◆ REQUEST ◆
Reproduce every one of the records below line for line, without altering, adding, or omitting anything.

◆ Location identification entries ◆
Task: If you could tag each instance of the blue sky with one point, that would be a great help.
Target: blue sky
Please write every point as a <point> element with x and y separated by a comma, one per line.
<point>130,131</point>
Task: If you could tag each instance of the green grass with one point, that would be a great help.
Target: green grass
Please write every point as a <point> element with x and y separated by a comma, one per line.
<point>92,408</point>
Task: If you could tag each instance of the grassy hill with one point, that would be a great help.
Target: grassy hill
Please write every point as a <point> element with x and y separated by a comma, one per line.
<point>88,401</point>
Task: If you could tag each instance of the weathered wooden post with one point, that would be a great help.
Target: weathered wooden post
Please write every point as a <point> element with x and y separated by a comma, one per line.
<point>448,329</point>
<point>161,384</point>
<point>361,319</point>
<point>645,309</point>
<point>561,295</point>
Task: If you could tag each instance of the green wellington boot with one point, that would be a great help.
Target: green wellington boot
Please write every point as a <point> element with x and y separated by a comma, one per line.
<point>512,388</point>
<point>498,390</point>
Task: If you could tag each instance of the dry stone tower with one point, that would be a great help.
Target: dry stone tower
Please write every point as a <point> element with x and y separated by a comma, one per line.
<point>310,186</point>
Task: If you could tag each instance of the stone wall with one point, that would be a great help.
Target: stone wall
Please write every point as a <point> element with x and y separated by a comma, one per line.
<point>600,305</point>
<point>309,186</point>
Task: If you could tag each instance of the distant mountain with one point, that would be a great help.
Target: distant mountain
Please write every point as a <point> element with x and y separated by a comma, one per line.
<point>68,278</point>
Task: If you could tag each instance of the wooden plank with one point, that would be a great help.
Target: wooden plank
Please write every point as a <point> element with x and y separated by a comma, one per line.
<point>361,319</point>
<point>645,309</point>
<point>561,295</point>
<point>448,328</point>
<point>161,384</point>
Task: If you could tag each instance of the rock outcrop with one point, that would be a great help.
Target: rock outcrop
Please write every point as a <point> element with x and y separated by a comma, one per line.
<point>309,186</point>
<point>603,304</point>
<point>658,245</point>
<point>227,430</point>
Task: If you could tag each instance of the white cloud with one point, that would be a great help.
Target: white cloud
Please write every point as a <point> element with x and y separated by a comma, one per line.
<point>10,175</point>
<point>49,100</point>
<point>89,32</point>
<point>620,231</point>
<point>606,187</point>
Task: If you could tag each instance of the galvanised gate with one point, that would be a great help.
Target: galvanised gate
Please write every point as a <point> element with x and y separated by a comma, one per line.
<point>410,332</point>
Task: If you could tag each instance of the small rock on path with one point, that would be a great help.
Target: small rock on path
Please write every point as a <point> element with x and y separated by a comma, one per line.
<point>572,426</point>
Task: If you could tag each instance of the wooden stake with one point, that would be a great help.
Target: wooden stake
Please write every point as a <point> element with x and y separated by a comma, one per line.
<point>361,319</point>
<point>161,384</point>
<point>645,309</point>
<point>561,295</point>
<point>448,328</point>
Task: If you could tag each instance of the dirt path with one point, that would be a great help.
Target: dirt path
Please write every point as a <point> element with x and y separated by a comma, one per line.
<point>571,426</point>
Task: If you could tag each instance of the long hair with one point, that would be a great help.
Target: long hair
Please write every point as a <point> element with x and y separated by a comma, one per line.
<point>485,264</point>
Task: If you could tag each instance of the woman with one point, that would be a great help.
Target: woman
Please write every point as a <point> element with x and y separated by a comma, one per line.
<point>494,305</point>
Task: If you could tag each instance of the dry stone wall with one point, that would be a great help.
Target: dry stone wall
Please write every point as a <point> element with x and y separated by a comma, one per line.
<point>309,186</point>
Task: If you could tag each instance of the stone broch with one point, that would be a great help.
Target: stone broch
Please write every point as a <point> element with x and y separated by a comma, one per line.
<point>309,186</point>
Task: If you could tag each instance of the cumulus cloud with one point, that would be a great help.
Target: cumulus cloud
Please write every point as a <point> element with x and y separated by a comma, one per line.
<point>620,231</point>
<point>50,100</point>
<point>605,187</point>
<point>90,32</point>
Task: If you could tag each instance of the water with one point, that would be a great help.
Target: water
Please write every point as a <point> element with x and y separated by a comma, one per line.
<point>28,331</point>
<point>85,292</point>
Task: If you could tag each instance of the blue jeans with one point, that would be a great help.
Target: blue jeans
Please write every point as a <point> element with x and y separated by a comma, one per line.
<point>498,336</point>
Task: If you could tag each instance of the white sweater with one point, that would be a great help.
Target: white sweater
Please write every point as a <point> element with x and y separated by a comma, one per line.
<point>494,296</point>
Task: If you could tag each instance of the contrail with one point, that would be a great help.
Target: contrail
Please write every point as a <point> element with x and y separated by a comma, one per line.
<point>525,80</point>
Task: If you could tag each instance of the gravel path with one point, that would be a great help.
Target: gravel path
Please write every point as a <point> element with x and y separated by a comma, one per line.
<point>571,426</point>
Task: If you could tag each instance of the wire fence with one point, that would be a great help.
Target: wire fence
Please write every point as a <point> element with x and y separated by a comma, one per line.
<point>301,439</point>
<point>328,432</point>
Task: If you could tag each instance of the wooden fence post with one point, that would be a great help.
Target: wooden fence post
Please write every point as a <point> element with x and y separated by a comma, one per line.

◆ COMPLETE RESPONSE ◆
Task: If you could tag each instance of the blue sky with one point, that would be a great help.
Target: blue sky
Please write every point as a <point> element with x and y separated by a comma, one per line.
<point>130,131</point>
Task: If you could tag each instance of the green grass with one point, that would be a great help.
Target: green grass
Please write every point as a <point> element with x and y separated by a comma, one per line.
<point>92,408</point>
Task: If you could tag each instance of the grassy hill with one point, that would be a great help.
Target: grassy hill
Please write every point as a <point> element with x and y separated by a comma, one per line.
<point>88,401</point>
Task: If you could tag each instance of the weathered wooden post with one point, that would be a great help.
Target: weathered wooden post
Please write every point as a <point> element with x and y separated by a comma, one per line.
<point>448,329</point>
<point>161,384</point>
<point>361,319</point>
<point>645,309</point>
<point>561,295</point>
Task: If you could tag each instance of the green wellington boot with one point, that would be a great help.
Target: green wellington boot
Please write every point as a <point> element with x and y separated by a comma, one per line.
<point>512,388</point>
<point>498,390</point>
Task: If you could tag each instance of the dry stone tower with one point, that would be a great help.
Target: dry stone tower
Please write every point as a <point> element with x and y separated by a comma, one per line.
<point>310,186</point>
Task: If you could tag each instance of the stone wall with one point, that would be a great help.
Target: stone wall
Please write every point as a <point> element with x and y separated by a comma, one per line.
<point>600,305</point>
<point>309,186</point>
Task: If you could tag each instance of the distant mountain with one point, that would be a great help.
Target: distant mountain
Please write every point as a <point> element with x and y separated by a comma, one per line.
<point>68,278</point>
Task: If you could tag each instance of the wooden plank with one point, that would be a great help.
Target: wooden plank
Please write every point as a <point> element with x and y separated by a comma, one per line.
<point>361,319</point>
<point>645,309</point>
<point>561,295</point>
<point>448,328</point>
<point>161,384</point>
Task: If you could tag each instance of the rock outcrop with one point, that would be a great help.
Target: rock outcrop
Please write every point as a <point> element with x and y separated by a comma, one per line.
<point>309,186</point>
<point>603,304</point>
<point>658,245</point>
<point>227,430</point>
Task: If you could tag each instance of the white cloud with one point, that would be a great help.
Target: white cloud
Please write every point as a <point> element with x and y separated by a comma, one per line.
<point>10,175</point>
<point>49,100</point>
<point>89,32</point>
<point>620,231</point>
<point>606,187</point>
Task: If you could tag each instance of the galvanised gate with one point, that would be a great help.
Target: galvanised gate
Please write every point as a <point> element with x and y separated by a comma, one per line.
<point>410,332</point>
Task: If you could tag each instance of the small rock on path with one point, that would be a great help.
Target: small rock on path
Please write every point as a <point> element with x and y separated by a comma, one per line.
<point>572,426</point>
Task: If you could tag each instance of the wooden stake with one point, that would be a great help.
Target: wooden stake
Please write every point as a <point> element with x and y separated by a comma, one per line.
<point>361,319</point>
<point>161,384</point>
<point>645,309</point>
<point>561,295</point>
<point>448,328</point>
Task: If you could tag each instance of the dirt path with one point, that would be a great help.
Target: dirt path
Please write every point as a <point> element with x and y separated by a comma, one per line.
<point>571,426</point>
Task: If you could tag each instance of the long hair with one point, that would be a great help.
Target: long hair
Please write every point as a <point> element with x and y separated by a comma, one per line.
<point>485,264</point>
Task: If you could tag each instance of the woman with one point, that would be a great help.
Target: woman
Please write every point as a <point> element with x and y separated by a comma, one per line.
<point>494,305</point>
Task: If you could tag each instance of the dry stone wall with one point, that would be a great help.
Target: dry stone wall
Please write every point as a <point> element with x and y separated by a comma, one per line.
<point>309,186</point>
Task: If you could tag each instance of the stone broch with one point, that would be a great help.
Target: stone broch
Please write every point as a <point> element with x and y separated by a comma, one per line.
<point>309,186</point>
Task: If you could tag each instance of the cumulus cloud with one point, that would be a great help.
Target: cumulus cloud
Please write every point as a <point> element with x and y separated by a comma, one per line.
<point>620,231</point>
<point>50,100</point>
<point>605,187</point>
<point>90,32</point>
Task: If you could tag each instance of the water with one point, that would be a great help.
Target: water
Please write every point as a <point> element with x and y separated by a comma, one per line.
<point>28,331</point>
<point>85,292</point>
Task: If you could tag each instance of the blue jeans with one point, that would be a great help.
Target: blue jeans
Please write every point as a <point> element with x and y separated by a comma, one per line.
<point>498,336</point>
Task: If you could tag each instance of the white sweater with one point, that would be a great help.
Target: white sweater
Please write every point as a <point> element with x and y separated by a comma, one per line.
<point>494,296</point>
Task: If you could tag each instance of the contrail with one point, that would be a great help.
Target: contrail
Please write every point as a <point> element with x and y separated by a comma, one per line.
<point>525,80</point>
Task: If you could tag each instance of the gravel path with one point, that would be a great help.
Target: gravel path
Please write every point as a <point> element with x and y separated by a comma, one per line.
<point>571,426</point>
Task: If you could tag each instance of the wire fence with one point, that would be a great help.
Target: wire fence
Please write every point as a <point> element with x and y separated by a comma, one per line.
<point>301,439</point>
<point>328,432</point>
Task: If you could tag each instance of the wooden fence post with one point, that would be a great help.
Target: wooden fence post
Please write every point as a <point> element with x and y separated by a comma, one per line.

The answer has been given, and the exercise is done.